Please restate the records that follow exactly, skipping their images.

[Saved entries]
┄┄┄┄┄┄┄┄┄┄
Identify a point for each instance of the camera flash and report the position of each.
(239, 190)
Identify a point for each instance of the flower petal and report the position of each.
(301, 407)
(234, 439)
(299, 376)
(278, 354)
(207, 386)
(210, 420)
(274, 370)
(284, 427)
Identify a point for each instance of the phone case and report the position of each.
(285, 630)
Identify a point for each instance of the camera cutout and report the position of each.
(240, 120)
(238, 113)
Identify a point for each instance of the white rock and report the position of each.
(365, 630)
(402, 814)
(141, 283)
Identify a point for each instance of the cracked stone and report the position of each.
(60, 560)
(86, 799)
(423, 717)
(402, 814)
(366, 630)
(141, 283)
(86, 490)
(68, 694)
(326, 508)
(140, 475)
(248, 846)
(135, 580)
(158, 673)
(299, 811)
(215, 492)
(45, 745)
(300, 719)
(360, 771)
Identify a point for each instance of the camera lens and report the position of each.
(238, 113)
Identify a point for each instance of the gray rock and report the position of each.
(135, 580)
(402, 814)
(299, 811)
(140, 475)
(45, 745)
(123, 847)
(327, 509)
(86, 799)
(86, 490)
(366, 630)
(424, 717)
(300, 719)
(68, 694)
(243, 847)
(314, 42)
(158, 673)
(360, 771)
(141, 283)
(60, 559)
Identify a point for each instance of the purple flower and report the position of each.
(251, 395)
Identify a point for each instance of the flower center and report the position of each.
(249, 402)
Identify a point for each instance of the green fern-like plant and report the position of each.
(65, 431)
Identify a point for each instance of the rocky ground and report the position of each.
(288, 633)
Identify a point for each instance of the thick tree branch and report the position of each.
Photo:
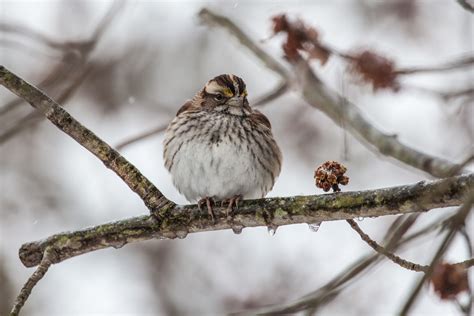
(182, 220)
(390, 255)
(39, 273)
(338, 108)
(139, 184)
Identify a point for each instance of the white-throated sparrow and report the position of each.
(218, 147)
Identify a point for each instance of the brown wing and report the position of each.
(185, 107)
(261, 118)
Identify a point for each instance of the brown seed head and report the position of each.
(329, 175)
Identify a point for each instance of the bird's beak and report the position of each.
(236, 101)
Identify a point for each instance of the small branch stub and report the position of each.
(449, 280)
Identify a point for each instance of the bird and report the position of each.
(218, 148)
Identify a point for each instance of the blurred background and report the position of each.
(125, 68)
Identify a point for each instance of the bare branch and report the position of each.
(338, 108)
(132, 140)
(277, 92)
(181, 220)
(46, 261)
(380, 249)
(456, 223)
(75, 66)
(210, 18)
(139, 184)
(325, 294)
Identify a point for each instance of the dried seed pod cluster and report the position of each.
(449, 280)
(329, 175)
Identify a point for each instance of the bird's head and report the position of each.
(225, 93)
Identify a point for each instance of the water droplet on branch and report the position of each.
(181, 234)
(314, 227)
(272, 229)
(237, 228)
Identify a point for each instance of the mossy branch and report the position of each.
(273, 212)
(137, 182)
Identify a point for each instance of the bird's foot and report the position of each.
(209, 203)
(233, 204)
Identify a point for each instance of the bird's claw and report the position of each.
(209, 202)
(233, 204)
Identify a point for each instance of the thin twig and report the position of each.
(452, 65)
(381, 250)
(143, 135)
(75, 55)
(316, 299)
(466, 5)
(139, 184)
(33, 118)
(456, 222)
(317, 94)
(46, 261)
(277, 92)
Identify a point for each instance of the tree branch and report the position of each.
(390, 255)
(139, 184)
(457, 222)
(182, 220)
(39, 273)
(339, 109)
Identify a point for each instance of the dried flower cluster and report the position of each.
(375, 69)
(300, 37)
(449, 280)
(369, 66)
(329, 175)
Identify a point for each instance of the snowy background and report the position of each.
(154, 56)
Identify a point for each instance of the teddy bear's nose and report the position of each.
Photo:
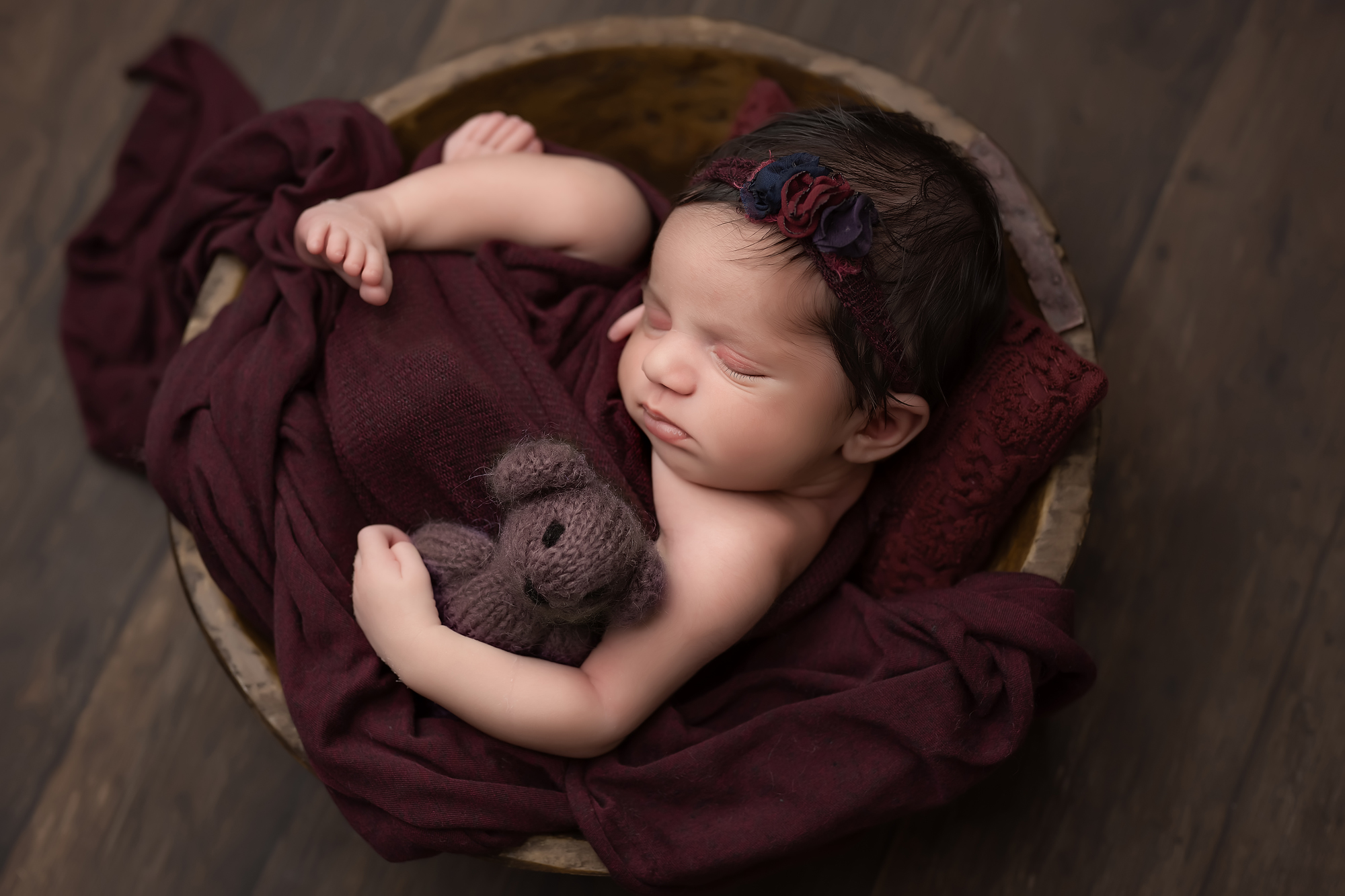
┄┄┄┄┄┄┄┄┄┄
■ **Task solution**:
Identify a point for each instance of the camera flash and report the position of each.
(239, 190)
Identify a point for each instance of the flower petal and report the position of each.
(301, 407)
(234, 439)
(299, 376)
(278, 354)
(207, 386)
(210, 420)
(274, 370)
(284, 427)
Identify a point for each instance of the phone case and report the position of each.
(285, 630)
Identify a point for each instance of the camera cutout and report the position of each.
(240, 120)
(238, 113)
Identify a point for each instance of the white rock and report the position of each.
(365, 630)
(402, 814)
(141, 283)
Identify a point for each instance of the cracked stone and report the position of each.
(60, 560)
(86, 799)
(423, 717)
(402, 814)
(366, 630)
(141, 283)
(86, 490)
(68, 694)
(326, 508)
(140, 475)
(248, 846)
(135, 580)
(158, 673)
(299, 811)
(215, 492)
(45, 745)
(300, 719)
(360, 771)
Identify a point for each instance of the camera lens and report the position of each.
(238, 113)
Identify a point for each instance of the gray rock and report the position of each.
(135, 580)
(402, 814)
(299, 811)
(140, 475)
(45, 745)
(123, 847)
(327, 509)
(86, 799)
(86, 490)
(366, 630)
(424, 717)
(300, 719)
(68, 694)
(243, 847)
(314, 42)
(158, 673)
(360, 771)
(141, 283)
(60, 559)
Identify a point for each instance of the purple flower and report the position of each.
(251, 395)
Identify a point for each instance of the flower center and report the position of each.
(249, 402)
Identify a point for each instance of the green fern-like plant and report the position of each.
(65, 431)
Identify a point for each instance of the rocky ground and report the position of each.
(288, 633)
Identify a point for each instance of the thick tree branch and report the position of each.
Photo:
(182, 220)
(390, 255)
(39, 273)
(338, 108)
(139, 184)
Identify a point for each instance of the white-throated sparrow and report the position of each.
(218, 147)
Identify a point for each instance of the brown wing and report the position of each.
(185, 107)
(261, 118)
Identify a point for each instance of the brown seed head and report the position of each.
(329, 175)
Identify a point for each instance of the bird's beak and report the position of each.
(236, 101)
Identify a point for each instance of the small branch stub and report the position of each.
(449, 280)
Identify a point for each instance of the bird and report the position of each.
(218, 148)
Identify a point for each instance of the blurred background and report the position of each.
(125, 68)
Identify a point for each instance of the bare branch and report the position of each.
(338, 108)
(132, 140)
(277, 92)
(181, 220)
(46, 261)
(380, 249)
(456, 223)
(75, 66)
(210, 18)
(139, 184)
(325, 294)
Identify a point for each instance of the dried seed pod cluster and report the position of each.
(449, 280)
(329, 175)
Identify a point for each instance of the bird's head and report the position of each.
(225, 93)
Identify a point for each instance of the water droplet on branch and report the position of each.
(181, 234)
(314, 227)
(272, 229)
(237, 228)
Identify a point for each instance of the mossy branch and report the position of each.
(273, 212)
(137, 182)
Identify a point for each instance of the bird's foot and report the position of each.
(209, 203)
(233, 204)
Identify a point for each instance of the bird's claw and report the position of each.
(209, 202)
(233, 204)
Identify a point for each instance of the thin twig and report the position of each.
(452, 65)
(381, 250)
(143, 135)
(75, 55)
(316, 299)
(466, 5)
(139, 184)
(33, 118)
(456, 222)
(317, 94)
(46, 261)
(277, 92)
Identify a point for each instance of the tree branch and report the position of each.
(390, 255)
(139, 184)
(457, 222)
(182, 220)
(39, 273)
(339, 109)
Identify a point for each instance of the dried flower cluster and report the position of each.
(375, 69)
(300, 37)
(449, 280)
(369, 66)
(329, 175)
Identify a point for each instance of the snowy background and report the position of each.
(154, 56)
Identify a point for each instance of the teddy bear's nose and report the position of each.
Photo:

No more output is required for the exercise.